_EXERCISE TASKS_
1. In the aquarium forum thread, which brand does Crowntails recommend?
2. Repeat the aquarium forum thread word for word from "Don't worry about" to "fertilization at all.".

_DOCUMENT PASSAGE_

━━━━━━━━━━━━━━━━━━━━

I did not know there was a liquid half to it between tabs and another route 


*@tekkguy*
I did a quick search for osmocote caps and I do believe I found a forum that could get me what I'm looking for, thanks


----------



## Crowntails (Feb 12, 2013)

I'd go with seachem.


----------



## Chevko (Nov 15, 2012)

I threw a post up on the other board I was talking about, but it''s in the approval status at the moment so I'm still looking around at other things.

With root tabs, do they have to be removed at some point? S'the way it's sounding atm. And can I put them in after I have my tank set up and everything? Like get the dirt and sand and plants put in and the thing filled up and then put them in?  I mean it'd wind up happening when I need to put them in again, but... I'm trying really hard to not overthink it right now, lol.


----------



## RiceFish (Feb 9, 2013)

I believe the root tabs dissolve over time and you replace the tabs every 3-4 months


----------



## tekkguy (Jan 28, 2013)

You do not have to remove root tabs. They will be used up and dissolved.

What plants are you growing? Most aquarium plants are able to feed from the water column, so unless you have heavy root feeders you don't need root tabs at all. Liquid ferts would be better in that case.


----------



## Chevko (Nov 15, 2012)

*@tekkguy*
I don't have any just yet, I'm just hunting around to figure out precisely what all I need for the final bit of setup since I have my potting mix. Just need to buy some more sand to put up some walls for aesthetics and a cap and the plants. Currently trying to figure out exactly which plants I want to put in besides Anubias on a stick.


----------



## tekkguy (Jan 28, 2013)

Chevko said:


> *@tekkguy*
> I don't have any just yet, I'm just hunting around to figure out precisely what all I need for the final bit of setup since I have my potting mix. Just need to buy some more sand to put up some walls for aesthetics and a cap and the plants. Currently trying to figure out exactly which plants I want to put in besides Anubias on a stick.


Don't worry about fertilizers yet. Figure out your plants first, the substrate you are using etc. It sounds like you're using dirt? If so, you don't want root tabs at all to be honest.

If you go overboard on fertilization, you will do nothing but grow algae. Better to get the contents figured out, then think about ferts. I have some tanks that do GREAT without any fertilization at all.


----------



## Chevko (Nov 15, 2012)

Ooh, okay  I was thinking about just getting things setup _then_ finding the tabs but I wasn't very confident on it.

Do you have any suggestions on plants for me? I've asked in another thread but got nothing back at all. Currently I only have a dedicated 9 watt Glentronics lamp, but it's at a window where it gets partial morning/early afternoon light as well as from a 13 watt energy saver bulb in the late afternoon/evening. Would you say for plants it'd be totally low-light or some that are low/moderate?


----------



## tekkguy (Jan 28, 2013)

Chevko said:


> Ooh, okay  I was thinking about just getting things setup _then_ finding the tabs but I wasn't very confident on it.
> 
> Do you have any suggestions on plants for me? I've asked in another thread but got nothing back at all. Currently I only have a dedicated 9 watt Glentronics lamp, but it's at a window where it gets partial morning/early afternoon light as well as from a 13 watt energy saver bulb in the late afternoon/evening. Would you say for plants it'd be totally low-light or some that are low/moderate?


Crypts are good. Java fern. Mosses. Anubias. I also grow purple cabomba, ludwigia, hydrocotyle japan, bacopa australis. All of these grow fine in low light.


----------

━━━━━━━━━━━━━━━━━━━━

_DATA RECORDS_
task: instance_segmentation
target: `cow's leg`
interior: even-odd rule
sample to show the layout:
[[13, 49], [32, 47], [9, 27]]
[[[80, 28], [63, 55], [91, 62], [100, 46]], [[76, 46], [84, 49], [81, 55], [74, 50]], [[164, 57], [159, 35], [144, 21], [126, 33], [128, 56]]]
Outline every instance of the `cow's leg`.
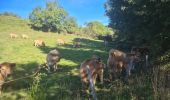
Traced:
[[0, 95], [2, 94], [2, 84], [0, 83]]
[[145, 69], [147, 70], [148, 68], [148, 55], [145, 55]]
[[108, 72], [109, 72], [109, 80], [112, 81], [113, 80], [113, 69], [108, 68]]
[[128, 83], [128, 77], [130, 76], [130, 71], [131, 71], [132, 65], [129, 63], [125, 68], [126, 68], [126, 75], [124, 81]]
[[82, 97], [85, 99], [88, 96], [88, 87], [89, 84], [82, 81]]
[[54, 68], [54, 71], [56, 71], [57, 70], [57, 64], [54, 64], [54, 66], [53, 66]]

━━━━━━━━━━━━━━━━━━━━

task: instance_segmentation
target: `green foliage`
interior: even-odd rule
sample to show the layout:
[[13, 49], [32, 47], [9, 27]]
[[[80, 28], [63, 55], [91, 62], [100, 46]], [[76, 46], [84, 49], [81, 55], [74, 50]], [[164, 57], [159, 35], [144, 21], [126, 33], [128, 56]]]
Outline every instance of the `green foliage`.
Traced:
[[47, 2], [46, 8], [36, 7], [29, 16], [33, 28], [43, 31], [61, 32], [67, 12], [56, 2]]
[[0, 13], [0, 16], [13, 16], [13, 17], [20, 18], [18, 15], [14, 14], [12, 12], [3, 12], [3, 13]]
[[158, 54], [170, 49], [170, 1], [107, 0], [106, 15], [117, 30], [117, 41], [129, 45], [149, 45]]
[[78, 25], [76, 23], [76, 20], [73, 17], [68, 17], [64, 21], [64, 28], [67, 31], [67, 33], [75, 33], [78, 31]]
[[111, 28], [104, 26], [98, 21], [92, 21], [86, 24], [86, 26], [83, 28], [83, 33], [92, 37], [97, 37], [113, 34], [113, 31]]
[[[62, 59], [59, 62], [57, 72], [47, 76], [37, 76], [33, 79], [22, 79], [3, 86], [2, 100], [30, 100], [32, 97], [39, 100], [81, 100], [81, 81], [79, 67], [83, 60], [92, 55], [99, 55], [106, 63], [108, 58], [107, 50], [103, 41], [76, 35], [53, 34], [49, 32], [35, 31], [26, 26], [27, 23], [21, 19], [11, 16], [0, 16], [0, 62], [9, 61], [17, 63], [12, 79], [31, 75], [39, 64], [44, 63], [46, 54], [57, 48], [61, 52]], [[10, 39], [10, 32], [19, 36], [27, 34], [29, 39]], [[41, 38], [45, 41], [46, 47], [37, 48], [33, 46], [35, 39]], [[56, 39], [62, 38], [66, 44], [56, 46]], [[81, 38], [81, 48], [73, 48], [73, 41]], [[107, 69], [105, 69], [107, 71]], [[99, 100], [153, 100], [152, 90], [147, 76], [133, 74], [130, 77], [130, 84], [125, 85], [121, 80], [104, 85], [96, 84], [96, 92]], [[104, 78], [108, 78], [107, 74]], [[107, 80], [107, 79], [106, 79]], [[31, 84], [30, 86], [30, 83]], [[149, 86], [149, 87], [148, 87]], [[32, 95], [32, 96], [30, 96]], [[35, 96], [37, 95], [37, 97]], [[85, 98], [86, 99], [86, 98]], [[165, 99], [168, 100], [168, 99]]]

━━━━━━━━━━━━━━━━━━━━

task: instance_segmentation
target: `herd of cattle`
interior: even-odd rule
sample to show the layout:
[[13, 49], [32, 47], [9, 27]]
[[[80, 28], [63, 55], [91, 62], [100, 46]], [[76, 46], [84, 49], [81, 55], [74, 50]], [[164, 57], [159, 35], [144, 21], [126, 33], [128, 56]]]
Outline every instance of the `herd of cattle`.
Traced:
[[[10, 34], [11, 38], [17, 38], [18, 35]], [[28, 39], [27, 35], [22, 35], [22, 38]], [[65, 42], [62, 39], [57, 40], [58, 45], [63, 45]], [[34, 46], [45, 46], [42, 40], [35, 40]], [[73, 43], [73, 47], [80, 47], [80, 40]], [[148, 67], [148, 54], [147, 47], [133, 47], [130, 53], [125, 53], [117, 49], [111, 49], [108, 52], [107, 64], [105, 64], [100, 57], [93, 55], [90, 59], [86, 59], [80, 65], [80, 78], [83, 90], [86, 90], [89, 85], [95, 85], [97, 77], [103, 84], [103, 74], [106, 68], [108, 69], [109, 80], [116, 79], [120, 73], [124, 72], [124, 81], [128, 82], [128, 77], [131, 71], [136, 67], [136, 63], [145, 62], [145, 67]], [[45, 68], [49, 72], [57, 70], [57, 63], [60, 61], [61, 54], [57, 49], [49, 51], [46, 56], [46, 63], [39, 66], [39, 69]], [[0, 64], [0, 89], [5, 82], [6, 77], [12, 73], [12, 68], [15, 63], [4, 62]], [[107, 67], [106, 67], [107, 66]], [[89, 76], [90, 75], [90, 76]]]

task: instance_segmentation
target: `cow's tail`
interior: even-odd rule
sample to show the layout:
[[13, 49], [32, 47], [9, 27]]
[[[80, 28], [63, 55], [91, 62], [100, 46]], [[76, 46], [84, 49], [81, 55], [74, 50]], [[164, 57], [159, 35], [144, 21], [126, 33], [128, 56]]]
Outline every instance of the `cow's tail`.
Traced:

━━━━━━━━━━━━━━━━━━━━

_RESPONSES IN ORDER_
1. Seachem.

2.
Don't worry about fertilizers yet. Figure out your plants first, the substrate you are using etc. It sounds like you're using dirt? If so, you don't want root tabs at all to be honest.

If you go overboard on fertilization, you will do nothing but grow algae. Better to get the contents figured out, then think about ferts. I have some tanks that do GREAT without any fertilization at all.